> _WHAT IS EXPECTED_: Scale the lines from the line with "Task: where can the sneakers" to the line with "Target: child in crowd", both included. Write out every line in that span, keeping the requests and their sample points unchanged, and multiply each point coordinate in the answers by 2.1, rounding to whole numbers with halves rounded up.

[Named-object pointing records]
====================

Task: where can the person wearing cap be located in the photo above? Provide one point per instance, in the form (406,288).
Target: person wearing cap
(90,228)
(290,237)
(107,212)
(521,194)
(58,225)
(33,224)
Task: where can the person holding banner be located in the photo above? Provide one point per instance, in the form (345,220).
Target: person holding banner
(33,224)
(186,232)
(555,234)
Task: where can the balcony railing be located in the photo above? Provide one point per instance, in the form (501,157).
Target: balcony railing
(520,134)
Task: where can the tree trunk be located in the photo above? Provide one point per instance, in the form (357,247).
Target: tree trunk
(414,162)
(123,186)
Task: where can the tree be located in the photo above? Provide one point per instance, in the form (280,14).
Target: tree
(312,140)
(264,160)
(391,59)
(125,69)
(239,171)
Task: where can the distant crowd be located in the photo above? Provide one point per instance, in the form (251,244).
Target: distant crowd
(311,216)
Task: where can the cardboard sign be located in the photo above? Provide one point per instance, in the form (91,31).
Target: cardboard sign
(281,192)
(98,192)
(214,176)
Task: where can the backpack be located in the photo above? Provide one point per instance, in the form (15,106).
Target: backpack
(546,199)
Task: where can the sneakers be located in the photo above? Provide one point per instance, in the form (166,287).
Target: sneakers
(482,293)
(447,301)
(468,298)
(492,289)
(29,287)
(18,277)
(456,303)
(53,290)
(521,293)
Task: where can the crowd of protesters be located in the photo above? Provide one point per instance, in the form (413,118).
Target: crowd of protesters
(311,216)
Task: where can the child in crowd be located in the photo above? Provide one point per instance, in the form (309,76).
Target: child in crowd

====================

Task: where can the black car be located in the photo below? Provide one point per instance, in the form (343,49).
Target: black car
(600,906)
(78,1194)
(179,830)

====================

> _OUTPUT FOR THIS EXERCISE_:
Task: where can the sneakers be located in the photo above? Provide one point per instance, in the form (166,287).
Target: sneakers
(1012,615)
(939,632)
(983,626)
(1033,607)
(61,603)
(38,582)
(958,636)
(111,609)
(1094,615)
Task: where can the crowd of protesters be located in the photo above? Provide one point per instance, in the form (413,118).
Target: crowd of protesters
(653,454)
Task: where can the child in crowd be located in the photo above? Provide one point per instance, in the form (309,76).
Target: child in crowd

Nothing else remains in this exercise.